▼▼▼

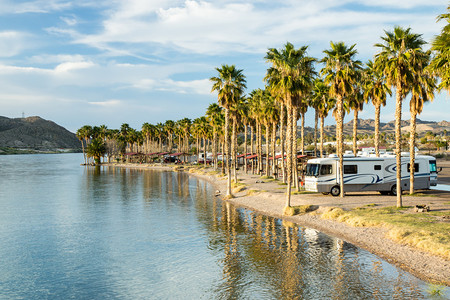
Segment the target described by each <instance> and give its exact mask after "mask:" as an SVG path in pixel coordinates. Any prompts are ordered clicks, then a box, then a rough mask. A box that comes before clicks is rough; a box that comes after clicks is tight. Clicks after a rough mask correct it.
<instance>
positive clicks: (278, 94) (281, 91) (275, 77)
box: [264, 67, 286, 183]
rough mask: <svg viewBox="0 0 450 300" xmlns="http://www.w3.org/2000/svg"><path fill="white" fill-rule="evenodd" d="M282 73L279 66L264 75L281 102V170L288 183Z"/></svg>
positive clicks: (279, 101)
mask: <svg viewBox="0 0 450 300" xmlns="http://www.w3.org/2000/svg"><path fill="white" fill-rule="evenodd" d="M280 76H281V73H280V71H279V70H278V69H277V68H273V67H272V68H269V69H268V70H267V74H266V76H265V77H264V80H266V82H267V87H266V89H268V90H269V91H270V93H271V94H272V97H274V98H275V100H276V101H277V102H278V103H279V104H280V126H279V135H280V145H281V157H282V159H281V172H282V178H283V183H286V161H285V160H284V155H285V150H286V149H285V126H286V121H285V115H286V114H285V112H286V109H285V105H284V104H285V102H284V99H285V96H284V93H283V86H282V85H280V84H279V81H280V78H281V77H280Z"/></svg>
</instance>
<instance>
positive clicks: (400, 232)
mask: <svg viewBox="0 0 450 300" xmlns="http://www.w3.org/2000/svg"><path fill="white" fill-rule="evenodd" d="M405 209H407V208H397V207H384V208H366V207H363V208H357V209H354V210H351V211H344V210H342V209H340V208H335V207H334V208H328V209H327V210H326V211H325V212H324V213H323V214H322V218H324V219H333V220H336V221H339V222H344V223H346V224H348V225H350V226H355V227H367V226H383V227H386V228H388V229H389V231H388V233H387V236H388V237H389V238H390V239H392V240H394V241H396V242H399V243H401V244H406V245H410V246H413V247H416V248H418V249H421V250H423V251H426V252H429V253H432V254H434V255H439V256H442V257H445V258H447V259H450V234H449V232H450V224H449V223H446V222H438V221H436V218H435V216H441V215H444V214H445V213H442V212H432V213H405Z"/></svg>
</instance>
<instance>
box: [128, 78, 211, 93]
mask: <svg viewBox="0 0 450 300" xmlns="http://www.w3.org/2000/svg"><path fill="white" fill-rule="evenodd" d="M133 87H135V88H137V89H143V90H156V91H166V92H175V93H179V94H188V93H189V94H200V95H209V94H210V90H211V83H210V82H209V80H208V79H201V80H189V81H175V80H172V79H162V80H161V79H142V80H139V81H138V82H137V83H135V84H134V85H133Z"/></svg>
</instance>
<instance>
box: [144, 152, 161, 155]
mask: <svg viewBox="0 0 450 300" xmlns="http://www.w3.org/2000/svg"><path fill="white" fill-rule="evenodd" d="M158 153H159V152H153V153H148V154H146V155H156V154H158Z"/></svg>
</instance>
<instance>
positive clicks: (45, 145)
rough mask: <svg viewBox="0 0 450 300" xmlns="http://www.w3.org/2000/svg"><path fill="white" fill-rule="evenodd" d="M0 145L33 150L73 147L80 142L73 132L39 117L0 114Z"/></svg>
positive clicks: (78, 145)
mask: <svg viewBox="0 0 450 300" xmlns="http://www.w3.org/2000/svg"><path fill="white" fill-rule="evenodd" d="M0 147H2V148H22V149H35V150H55V149H61V148H62V149H74V150H78V149H79V148H80V147H81V144H80V142H79V140H78V139H77V137H76V136H75V134H74V133H72V132H70V131H68V130H67V129H65V128H64V127H61V126H59V125H58V124H56V123H54V122H52V121H48V120H44V119H42V118H40V117H28V118H16V119H10V118H7V117H1V116H0Z"/></svg>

▲▲▲

▶ **WHAT NEEDS TO BE DONE**: The entries above are to be retyped exactly, with each picture left out.

▶ **RESPONSE FOR THIS EXERCISE**:
Segment the target described by each <instance> and give its exact mask after "mask:" as an SVG path in pixel coordinates. Any prompts are ordered clicks, then a box, then a rough mask. A box that comes before clicks is rough; a box that comes after clicks is tight. Clicks after a rough mask correct it.
<instance>
positive clicks: (278, 94) (281, 91) (275, 77)
box: [264, 67, 286, 183]
rough mask: <svg viewBox="0 0 450 300" xmlns="http://www.w3.org/2000/svg"><path fill="white" fill-rule="evenodd" d="M282 73L279 66L264 75L281 102V170L288 183Z"/></svg>
positive clicks: (279, 101)
mask: <svg viewBox="0 0 450 300" xmlns="http://www.w3.org/2000/svg"><path fill="white" fill-rule="evenodd" d="M280 76H281V73H280V71H279V70H278V69H277V68H273V67H272V68H269V69H268V70H267V74H266V76H265V77H264V80H266V82H267V87H266V89H268V90H269V91H270V93H271V94H272V97H274V98H275V100H276V101H277V102H278V103H279V104H280V126H279V135H280V145H281V157H282V159H281V172H282V178H283V183H286V161H285V160H284V155H285V150H286V149H285V126H286V121H285V115H286V114H285V112H286V109H285V105H284V104H285V102H284V99H285V96H284V93H283V86H282V85H280V84H279V81H280V78H281V77H280Z"/></svg>
</instance>
<instance>
positive clicks: (400, 232)
mask: <svg viewBox="0 0 450 300" xmlns="http://www.w3.org/2000/svg"><path fill="white" fill-rule="evenodd" d="M405 209H407V208H397V207H384V208H366V207H363V208H357V209H354V210H351V211H344V210H342V209H340V208H335V207H334V208H328V209H327V210H326V211H325V212H324V213H323V214H322V218H324V219H333V220H336V221H339V222H344V223H346V224H348V225H350V226H355V227H367V226H383V227H386V228H388V229H389V231H388V233H387V236H388V237H389V238H390V239H392V240H394V241H396V242H399V243H401V244H406V245H410V246H413V247H416V248H418V249H421V250H423V251H426V252H429V253H432V254H434V255H439V256H442V257H445V258H447V259H450V234H449V232H450V224H449V223H446V222H438V221H436V218H435V216H441V215H444V214H445V213H442V212H432V213H405Z"/></svg>
</instance>
<instance>
box: [128, 78, 211, 93]
mask: <svg viewBox="0 0 450 300" xmlns="http://www.w3.org/2000/svg"><path fill="white" fill-rule="evenodd" d="M133 87H135V88H137V89H143V90H156V91H166V92H175V93H179V94H188V93H189V94H200V95H209V94H210V90H211V83H210V82H209V80H208V79H201V80H189V81H175V80H172V79H162V80H161V79H142V80H139V81H138V82H137V83H135V84H134V85H133Z"/></svg>
</instance>
<instance>
box: [144, 152, 161, 155]
mask: <svg viewBox="0 0 450 300" xmlns="http://www.w3.org/2000/svg"><path fill="white" fill-rule="evenodd" d="M158 153H159V152H153V153H148V154H146V155H156V154H158Z"/></svg>
</instance>
<instance>
positive clicks: (45, 145)
rough mask: <svg viewBox="0 0 450 300" xmlns="http://www.w3.org/2000/svg"><path fill="white" fill-rule="evenodd" d="M0 145L33 150L73 147L80 142L73 132L39 117L0 114Z"/></svg>
positive clicks: (78, 145)
mask: <svg viewBox="0 0 450 300" xmlns="http://www.w3.org/2000/svg"><path fill="white" fill-rule="evenodd" d="M0 147H2V148H22V149H35V150H55V149H61V148H62V149H74V150H78V149H79V148H80V147H81V144H80V142H79V140H78V139H77V137H76V136H75V134H74V133H72V132H70V131H68V130H67V129H65V128H64V127H61V126H59V125H58V124H56V123H54V122H52V121H48V120H44V119H42V118H40V117H28V118H16V119H10V118H7V117H1V116H0Z"/></svg>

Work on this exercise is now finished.